Records to use

————————

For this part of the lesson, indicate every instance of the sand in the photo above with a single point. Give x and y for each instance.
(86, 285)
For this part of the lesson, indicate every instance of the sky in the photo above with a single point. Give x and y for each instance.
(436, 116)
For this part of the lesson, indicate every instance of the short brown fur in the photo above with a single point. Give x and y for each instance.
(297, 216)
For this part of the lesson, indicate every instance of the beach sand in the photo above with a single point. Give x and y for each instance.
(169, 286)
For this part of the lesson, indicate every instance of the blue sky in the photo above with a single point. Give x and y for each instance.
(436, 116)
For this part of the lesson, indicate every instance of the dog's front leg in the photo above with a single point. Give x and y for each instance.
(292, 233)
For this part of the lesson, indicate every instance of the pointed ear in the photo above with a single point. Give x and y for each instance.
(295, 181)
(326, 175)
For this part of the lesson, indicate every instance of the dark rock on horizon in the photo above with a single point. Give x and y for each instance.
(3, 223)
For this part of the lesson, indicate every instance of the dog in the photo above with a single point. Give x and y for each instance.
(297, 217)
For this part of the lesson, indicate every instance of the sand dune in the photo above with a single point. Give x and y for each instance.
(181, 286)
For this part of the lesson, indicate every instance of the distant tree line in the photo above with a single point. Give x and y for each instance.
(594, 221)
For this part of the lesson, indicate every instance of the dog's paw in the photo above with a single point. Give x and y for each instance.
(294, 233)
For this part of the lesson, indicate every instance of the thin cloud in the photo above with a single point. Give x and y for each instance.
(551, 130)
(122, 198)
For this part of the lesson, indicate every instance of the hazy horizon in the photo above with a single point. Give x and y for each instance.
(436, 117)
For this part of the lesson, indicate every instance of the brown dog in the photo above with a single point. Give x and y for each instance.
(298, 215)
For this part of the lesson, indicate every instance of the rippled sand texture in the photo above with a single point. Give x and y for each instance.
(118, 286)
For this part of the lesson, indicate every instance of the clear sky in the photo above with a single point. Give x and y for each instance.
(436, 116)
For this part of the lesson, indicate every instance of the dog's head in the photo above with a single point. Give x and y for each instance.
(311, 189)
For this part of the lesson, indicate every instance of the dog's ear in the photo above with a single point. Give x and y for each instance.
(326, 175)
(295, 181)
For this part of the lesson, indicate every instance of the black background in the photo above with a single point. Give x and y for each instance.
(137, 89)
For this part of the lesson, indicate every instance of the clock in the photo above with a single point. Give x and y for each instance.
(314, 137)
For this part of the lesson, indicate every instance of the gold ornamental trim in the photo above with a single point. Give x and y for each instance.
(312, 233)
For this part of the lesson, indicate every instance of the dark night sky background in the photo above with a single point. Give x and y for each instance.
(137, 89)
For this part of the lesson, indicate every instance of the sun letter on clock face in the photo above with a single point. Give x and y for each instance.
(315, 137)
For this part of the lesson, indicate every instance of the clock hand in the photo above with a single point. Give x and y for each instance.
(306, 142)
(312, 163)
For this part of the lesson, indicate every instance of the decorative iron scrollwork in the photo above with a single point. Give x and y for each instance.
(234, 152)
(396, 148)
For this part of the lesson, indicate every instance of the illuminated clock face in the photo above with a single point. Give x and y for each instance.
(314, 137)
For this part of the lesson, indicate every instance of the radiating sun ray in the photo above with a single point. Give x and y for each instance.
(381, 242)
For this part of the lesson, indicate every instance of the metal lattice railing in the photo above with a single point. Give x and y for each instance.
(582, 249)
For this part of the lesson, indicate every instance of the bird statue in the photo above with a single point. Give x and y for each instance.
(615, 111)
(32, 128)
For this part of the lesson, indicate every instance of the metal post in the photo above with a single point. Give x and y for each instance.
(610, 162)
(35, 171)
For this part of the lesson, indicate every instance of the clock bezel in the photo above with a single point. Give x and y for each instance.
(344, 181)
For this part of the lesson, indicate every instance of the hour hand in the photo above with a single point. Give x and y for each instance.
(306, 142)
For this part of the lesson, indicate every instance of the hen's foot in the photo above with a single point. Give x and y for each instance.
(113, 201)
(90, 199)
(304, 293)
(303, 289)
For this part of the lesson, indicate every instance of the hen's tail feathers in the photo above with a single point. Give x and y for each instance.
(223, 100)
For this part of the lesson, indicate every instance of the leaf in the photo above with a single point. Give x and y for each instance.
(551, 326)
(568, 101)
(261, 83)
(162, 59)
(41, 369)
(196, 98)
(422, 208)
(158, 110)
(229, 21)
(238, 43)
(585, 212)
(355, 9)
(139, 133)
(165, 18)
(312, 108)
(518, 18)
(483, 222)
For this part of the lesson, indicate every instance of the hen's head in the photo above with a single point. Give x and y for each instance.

————————

The problem
Please copy every line of the material exactly.

Problem solution
For this part of the lesson, indicate every instance of the sand in the photo above with a single point. Give x and y for each instance.
(86, 285)
For this part of the lesson, indicate every instance of the sky in the photo above with a single point. Give x and y for each instance.
(436, 116)
For this part of the lesson, indicate every instance of the short brown fur in the photo above with a single point. Give x and y for each instance.
(297, 216)
For this part of the lesson, indicate every instance of the beach sand in the photo above with a single point. Give x and y for each instance.
(169, 286)
For this part of the lesson, indicate every instance of the blue sky in the photo above with a single point. Give x and y for each instance.
(436, 116)
For this part of the lesson, indicate every instance of the dog's front leg in the photo above with a single point. Give x and y for each instance.
(292, 233)
For this part of the lesson, indicate every instance of the pointed ear in the photo above with a single point. Give x and y for each instance.
(295, 181)
(326, 175)
For this part of the lesson, indicate every instance of the dark rock on horizon in the photo above with a single point. Give x and y for each instance.
(3, 223)
For this part of the lesson, indicate every instance of the dog in the photo above with a single point. Give x and y for each instance.
(297, 217)
For this part of the lesson, indicate every instance of the sand dune in the photo above with a single point. Give x and y for each instance.
(181, 286)
For this part of the lesson, indicate every instance of the distant tree line in the photo above with a single point. Give x and y for each instance.
(594, 221)
For this part of the lesson, indicate every instance of the dog's paw in the photo above with a single point. Give x and y for each instance.
(294, 233)
For this part of the lesson, indicate every instance of the thin cloud in the photo above with a single point. Give x and y for each instance.
(551, 130)
(122, 198)
For this part of the lesson, indicate every instance of the hazy horizon in the photo above with a single point. Give x and y for each instance.
(436, 117)
For this part of the lesson, indicate every instance of the brown dog in the photo above with a single point. Give x and y for each instance.
(298, 215)
For this part of the lesson, indicate every instance of the rippled sand texture in the photo above with a single point. Give x and y for each instance.
(118, 286)
For this part of the lesson, indicate every instance of the clear sky in the photo above with a single point. Give x and y for each instance.
(436, 116)
For this part of the lesson, indicate every instance of the dog's head in the photo above with a single point. Give x and y for each instance.
(311, 189)
For this part of the lesson, indicate every instance of the dog's ear in the photo above with a single point. Give x and y for each instance.
(326, 175)
(295, 181)
For this part of the lesson, indicate every instance of the black background in the photo above with a single point. Give x and y for each instance.
(137, 89)
For this part of the lesson, indicate every instance of the clock in the photo above with a single point. Give x and y for each instance.
(314, 137)
For this part of the lesson, indicate every instance of the gold ornamental trim in the photo above with a single point. Give x and y for each instance.
(312, 233)
For this part of the lesson, indicate every instance of the dark night sky background in the photo above with a single point. Give x and y for each instance.
(137, 89)
For this part of the lesson, indicate every instance of the sun letter on clock face in the photo above with a single point. Give x and y for each instance.
(315, 137)
For this part of the lesson, indicate every instance of the clock hand in the photo above with a single point. Give x and y for each instance.
(306, 142)
(312, 163)
For this part of the lesson, indicate every instance of the decorative iron scrollwork in the photo above with a single point. Give x and y for each instance.
(234, 152)
(396, 148)
For this part of the lesson, indicate every instance of the illuminated clock face in the photo above with a single point. Give x and y for each instance.
(314, 137)
For this part of the lesson, indicate every instance of the radiating sun ray in the photo above with a single point. Give x and y for each instance.
(381, 242)
For this part of the lesson, indicate every instance of the metal lattice railing in the photo above with a single point. Give x and y for each instance.
(582, 249)
For this part of the lesson, indicate every instance of the bird statue in the photo above with a single point. Give x and y for each instance.
(615, 111)
(32, 128)
For this part of the lesson, indicate every instance of the metal post in the photo above with a single point. Give x and y for each instance.
(610, 162)
(35, 171)
For this part of the lesson, indicate every instance of the clock bezel in the photo above with a single point. Give x and y for each instance.
(344, 181)
For this part of the lesson, indicate every instance of the hour hand in the photo above with a single point. Give x and y for each instance.
(306, 142)
For this part of the lesson, indicate every instance of the hen's foot in the photo above with a single point. Give x and y for each instance.
(113, 201)
(90, 199)
(304, 293)
(303, 289)
For this part of the lesson, indicate every instance of the hen's tail feathers in the photo above with a single point. Give x and y for each instance.
(223, 100)
For this part of the lesson, indicate every instance of the leaf in the photo above with a single point. Give x and y for each instance.
(551, 326)
(568, 101)
(261, 83)
(162, 59)
(41, 369)
(196, 98)
(422, 208)
(158, 110)
(229, 21)
(238, 43)
(585, 212)
(355, 9)
(139, 133)
(165, 18)
(312, 108)
(518, 18)
(483, 222)
For this part of the lesson, indicate every instance of the hen's head in the photo above with a single point. Give x and y for each instance.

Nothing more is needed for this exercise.